**TEXTE FOURNI**
════════════════════
QUELQUES JOURS PAS PLUS
Quelques défauts pas plus
Arthur est plus habitué aux articles musicaux qu’à traiter de l’actualité. Mais suite à certains de ses excès, sa direction l’envoie couvrir une manifestation contre la fermeture d’un camp de migrants. Blessé à la tête, il fait la rencontre d’une militante, Mathilde, auprès de laquelle il s’engage à accueillir un jeune afghan. Si sa générosité était surtout conditionnée à un jeu de séduction, le journaliste va vite découvrir un autre monde…
Sur le papier, "Quelques jours pas plus" avait tout pour agacer : un sujet sérieux traité par le prisme de la comédie, une ancienne directrice de casting qui s’essaye à la caméra pour adapter le roman de son conjoint, une thématique sociétale bien dans l’air du temps (la question des migrants), une célébration questionnable du vivre ensemble à la française, avec une actrice populaire (Camille Cottin) et un comédien garant du message et des valeurs de gauche (Benjamin Biolay). Les premiers instants semblent confirmer nos a prioris : la mise en scène est inexistante, l’intrigue se focalise sur un bobo, critique musical, qui après avoir saccagé une chambre d’hôtel se voit obligé de traiter l’actualité politique pour son employeur, à savoir une manifestation contre la fermeture d’un camp de migrants. Évidemment, tel un nigaud, celui-ci sera blessé, rencontrera une très belle femme et par souci de séduction acceptera de lui rendre service pour exister à ses yeux. Soit le postulat d’un mauvais boulevard contemporain.
════════════════════
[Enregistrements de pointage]
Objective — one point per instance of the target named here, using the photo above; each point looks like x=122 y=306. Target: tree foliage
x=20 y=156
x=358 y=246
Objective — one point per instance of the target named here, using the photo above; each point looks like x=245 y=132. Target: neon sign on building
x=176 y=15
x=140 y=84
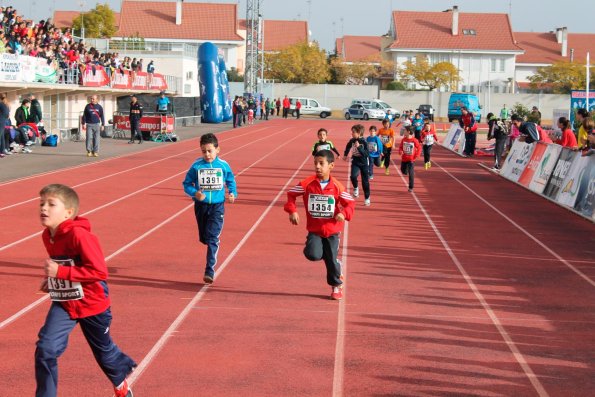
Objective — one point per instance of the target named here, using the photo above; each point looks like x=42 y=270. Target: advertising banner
x=95 y=76
x=10 y=68
x=585 y=197
x=568 y=192
x=533 y=165
x=545 y=169
x=561 y=169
════════════════════
**PROBLÈMES ET TÂCHES**
a: Dans la critique du film, quel comédien est présenté comme garant du message et des valeurs de gauche ?
b: Dans les enregistrements, changez « advertising banner » en « promotional banner » de la ligne qui contient « sign on building » jusqu'à la fin des enregistrements, puis recopiez uniquement ces lignes sans rien modifier d'autre. Laissez les images de côté dans votre réponse.

**LISTE DES RÉPONSES**
a: Benjamin Biolay.

b:
Objective — one point per instance of the target named here, using the photo above; each point looks like x=245 y=132. Target: neon sign on building
x=176 y=15
x=140 y=84
Objective — one point per instance of the target named here, using the photo above; each point looks like x=42 y=270. Target: promotional banner
x=95 y=76
x=10 y=68
x=585 y=197
x=568 y=192
x=533 y=165
x=545 y=169
x=561 y=169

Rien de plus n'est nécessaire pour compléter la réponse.